• Problem details:
In the records below, find the line containing "of the patterned", then extract that line and all subsequent lines exactly, leaving out everything else.

• Input:
——————

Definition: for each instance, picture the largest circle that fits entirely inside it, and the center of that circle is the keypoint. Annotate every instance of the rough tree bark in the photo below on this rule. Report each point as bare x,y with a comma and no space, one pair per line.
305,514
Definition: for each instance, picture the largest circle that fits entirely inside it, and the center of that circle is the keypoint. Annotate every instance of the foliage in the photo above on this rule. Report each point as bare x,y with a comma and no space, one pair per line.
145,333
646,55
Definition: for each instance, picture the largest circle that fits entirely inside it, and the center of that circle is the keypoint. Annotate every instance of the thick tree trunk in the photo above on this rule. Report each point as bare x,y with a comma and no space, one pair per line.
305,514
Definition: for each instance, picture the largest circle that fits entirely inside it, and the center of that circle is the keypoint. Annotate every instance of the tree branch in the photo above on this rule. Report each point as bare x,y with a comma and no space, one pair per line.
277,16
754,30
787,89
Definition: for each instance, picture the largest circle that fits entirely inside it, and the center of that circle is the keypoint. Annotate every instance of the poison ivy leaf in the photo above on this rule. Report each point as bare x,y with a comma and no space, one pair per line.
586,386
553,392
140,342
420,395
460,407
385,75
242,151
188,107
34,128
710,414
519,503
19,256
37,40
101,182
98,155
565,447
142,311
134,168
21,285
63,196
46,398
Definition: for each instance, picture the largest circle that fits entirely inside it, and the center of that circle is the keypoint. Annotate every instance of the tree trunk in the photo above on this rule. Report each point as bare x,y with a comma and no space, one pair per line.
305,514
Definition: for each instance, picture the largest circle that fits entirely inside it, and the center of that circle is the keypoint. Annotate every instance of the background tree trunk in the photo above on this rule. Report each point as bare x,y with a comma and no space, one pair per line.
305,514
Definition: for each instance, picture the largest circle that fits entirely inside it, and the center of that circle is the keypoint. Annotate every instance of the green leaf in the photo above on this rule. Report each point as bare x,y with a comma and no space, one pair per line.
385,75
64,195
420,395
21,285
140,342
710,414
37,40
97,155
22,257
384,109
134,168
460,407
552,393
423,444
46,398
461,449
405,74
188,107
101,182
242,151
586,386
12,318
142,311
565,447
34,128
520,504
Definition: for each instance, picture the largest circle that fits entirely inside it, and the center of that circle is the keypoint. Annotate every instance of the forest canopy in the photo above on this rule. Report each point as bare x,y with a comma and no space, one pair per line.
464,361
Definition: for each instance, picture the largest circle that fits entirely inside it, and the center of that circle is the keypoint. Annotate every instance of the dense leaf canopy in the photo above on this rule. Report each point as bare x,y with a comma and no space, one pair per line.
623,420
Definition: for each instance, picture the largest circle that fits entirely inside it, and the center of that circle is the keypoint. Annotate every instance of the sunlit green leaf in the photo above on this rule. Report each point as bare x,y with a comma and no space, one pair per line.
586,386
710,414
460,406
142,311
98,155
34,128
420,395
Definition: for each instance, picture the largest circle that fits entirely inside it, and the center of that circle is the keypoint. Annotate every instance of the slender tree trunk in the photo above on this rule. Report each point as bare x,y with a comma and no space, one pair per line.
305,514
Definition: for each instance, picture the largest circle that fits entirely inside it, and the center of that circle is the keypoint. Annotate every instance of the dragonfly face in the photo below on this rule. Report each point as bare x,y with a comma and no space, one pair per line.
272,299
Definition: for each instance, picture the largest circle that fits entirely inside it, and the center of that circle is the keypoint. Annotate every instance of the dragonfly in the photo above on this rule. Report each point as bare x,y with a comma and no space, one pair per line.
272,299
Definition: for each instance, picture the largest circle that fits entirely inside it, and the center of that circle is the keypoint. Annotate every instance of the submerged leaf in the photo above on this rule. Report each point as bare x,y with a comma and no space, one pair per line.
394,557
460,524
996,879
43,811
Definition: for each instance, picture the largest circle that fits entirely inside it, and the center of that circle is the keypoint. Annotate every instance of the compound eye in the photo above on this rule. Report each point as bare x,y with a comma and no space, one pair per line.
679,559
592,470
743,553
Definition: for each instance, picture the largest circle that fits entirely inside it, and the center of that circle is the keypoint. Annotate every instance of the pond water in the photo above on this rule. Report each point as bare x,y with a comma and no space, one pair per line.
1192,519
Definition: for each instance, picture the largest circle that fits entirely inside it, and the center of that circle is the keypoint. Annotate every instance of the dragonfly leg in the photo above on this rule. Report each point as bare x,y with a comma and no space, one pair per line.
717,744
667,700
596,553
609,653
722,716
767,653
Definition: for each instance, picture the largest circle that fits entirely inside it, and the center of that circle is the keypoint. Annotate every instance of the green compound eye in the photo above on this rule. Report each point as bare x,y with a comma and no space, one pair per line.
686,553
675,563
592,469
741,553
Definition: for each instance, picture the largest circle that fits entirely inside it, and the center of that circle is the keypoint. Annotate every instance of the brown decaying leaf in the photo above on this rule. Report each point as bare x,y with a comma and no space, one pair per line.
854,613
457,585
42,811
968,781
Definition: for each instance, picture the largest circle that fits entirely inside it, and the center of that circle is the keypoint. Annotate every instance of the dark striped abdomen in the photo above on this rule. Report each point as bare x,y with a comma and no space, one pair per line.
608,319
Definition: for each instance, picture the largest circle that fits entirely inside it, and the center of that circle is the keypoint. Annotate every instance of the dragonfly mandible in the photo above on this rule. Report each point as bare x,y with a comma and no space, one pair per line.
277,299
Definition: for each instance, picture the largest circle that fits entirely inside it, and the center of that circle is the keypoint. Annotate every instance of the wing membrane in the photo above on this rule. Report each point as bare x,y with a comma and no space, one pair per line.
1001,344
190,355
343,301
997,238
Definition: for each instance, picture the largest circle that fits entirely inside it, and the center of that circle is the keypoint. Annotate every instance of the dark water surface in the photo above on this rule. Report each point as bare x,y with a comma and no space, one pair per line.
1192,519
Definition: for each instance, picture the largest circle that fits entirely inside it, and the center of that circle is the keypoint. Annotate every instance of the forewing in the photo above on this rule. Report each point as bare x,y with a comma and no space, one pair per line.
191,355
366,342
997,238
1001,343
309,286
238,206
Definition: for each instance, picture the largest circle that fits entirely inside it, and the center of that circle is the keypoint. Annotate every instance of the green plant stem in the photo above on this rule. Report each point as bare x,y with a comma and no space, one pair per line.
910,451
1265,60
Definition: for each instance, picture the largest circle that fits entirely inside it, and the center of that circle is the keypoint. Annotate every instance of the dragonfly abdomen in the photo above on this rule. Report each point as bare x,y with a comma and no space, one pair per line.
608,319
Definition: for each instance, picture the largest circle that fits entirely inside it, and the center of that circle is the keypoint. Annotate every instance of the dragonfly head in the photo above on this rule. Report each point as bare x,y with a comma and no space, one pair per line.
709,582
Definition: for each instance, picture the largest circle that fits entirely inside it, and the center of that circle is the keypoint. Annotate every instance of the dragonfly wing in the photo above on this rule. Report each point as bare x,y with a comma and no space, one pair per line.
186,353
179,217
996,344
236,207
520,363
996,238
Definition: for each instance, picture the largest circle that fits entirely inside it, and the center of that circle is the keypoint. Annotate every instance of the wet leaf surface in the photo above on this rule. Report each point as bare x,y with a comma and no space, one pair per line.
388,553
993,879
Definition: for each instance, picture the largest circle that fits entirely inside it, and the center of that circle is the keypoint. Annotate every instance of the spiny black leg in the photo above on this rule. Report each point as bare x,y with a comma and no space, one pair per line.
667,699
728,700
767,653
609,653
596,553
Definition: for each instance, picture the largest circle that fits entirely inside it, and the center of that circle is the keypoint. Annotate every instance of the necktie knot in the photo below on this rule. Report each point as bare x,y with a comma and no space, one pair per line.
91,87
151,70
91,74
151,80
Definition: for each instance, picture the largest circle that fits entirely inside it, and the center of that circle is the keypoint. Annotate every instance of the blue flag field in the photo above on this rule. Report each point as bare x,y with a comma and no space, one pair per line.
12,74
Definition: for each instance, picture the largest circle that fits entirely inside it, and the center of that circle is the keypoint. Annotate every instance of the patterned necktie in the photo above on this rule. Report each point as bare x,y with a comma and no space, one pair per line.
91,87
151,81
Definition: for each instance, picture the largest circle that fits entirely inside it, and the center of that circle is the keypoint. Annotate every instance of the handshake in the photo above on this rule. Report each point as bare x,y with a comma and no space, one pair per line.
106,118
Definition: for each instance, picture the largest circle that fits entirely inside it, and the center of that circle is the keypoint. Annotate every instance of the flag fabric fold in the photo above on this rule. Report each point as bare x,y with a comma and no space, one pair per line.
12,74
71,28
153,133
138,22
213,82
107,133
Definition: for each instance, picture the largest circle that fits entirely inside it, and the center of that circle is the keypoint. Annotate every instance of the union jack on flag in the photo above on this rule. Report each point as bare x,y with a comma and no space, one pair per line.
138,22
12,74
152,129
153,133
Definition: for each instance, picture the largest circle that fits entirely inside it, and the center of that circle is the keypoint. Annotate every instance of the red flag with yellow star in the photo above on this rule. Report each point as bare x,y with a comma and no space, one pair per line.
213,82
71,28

——————

• Written reply:
Definition: for each instance, picture the largest circle that fits entirely inside it, and the center of that circle is the keypoint. Annotate every instance of the patterned necktie in the photo above on this rule. Report each point as bare x,y with a comma and no space, one pair per line.
91,87
151,81
Definition: for each instance, picture the largest circle that fits entirely inside it, and the center of that circle is the keypoint. Annotate every instance of the handshake in the photo above on this rule. Report each point as bare x,y with a comma and no space, one pair per line.
106,118
Definition: for each instance, picture the largest circle that fits entirely inside it, and the center of that circle is the keypoint. Annotate every instance of the flag fabric fold in the photo above on this rule. Report each point as bare x,y with a comma and no space, one pair per line.
12,74
71,28
153,133
138,22
213,82
107,133
Definition: for each instance, picture the largest circle that fits entirely inside it, and the center of that circle is the keypoint. Annotate every instance of the union jack on flag in the photo above on this rule. Report each point as bare x,y with a comma and no space, one pair per line.
138,22
12,74
152,129
153,133
Definition: for each instance, picture the largest circle that fits entirely inside it, and the center of that circle is the keypoint. Annotate every instance of the red flag with yellow star in the photo above on this rule. Report each point as bare x,y with a comma and no space, one pair per line.
213,82
71,28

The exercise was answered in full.